Data to use —
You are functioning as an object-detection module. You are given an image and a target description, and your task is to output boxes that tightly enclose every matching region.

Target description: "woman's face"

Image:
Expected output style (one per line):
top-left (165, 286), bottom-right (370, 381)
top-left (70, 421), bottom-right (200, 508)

Work to do —
Please update the entries by replacing "tightly enclose" with "closely surround" wherever it appears, leaving every other word unchanged.

Written response —
You are functioning as an object-detection module. You are given an image and a target description, and your task is to output boxes that closely surround every matching region.

Target description: "woman's face"

Image:
Expected output style (one per line):
top-left (165, 286), bottom-right (370, 381)
top-left (70, 421), bottom-right (200, 508)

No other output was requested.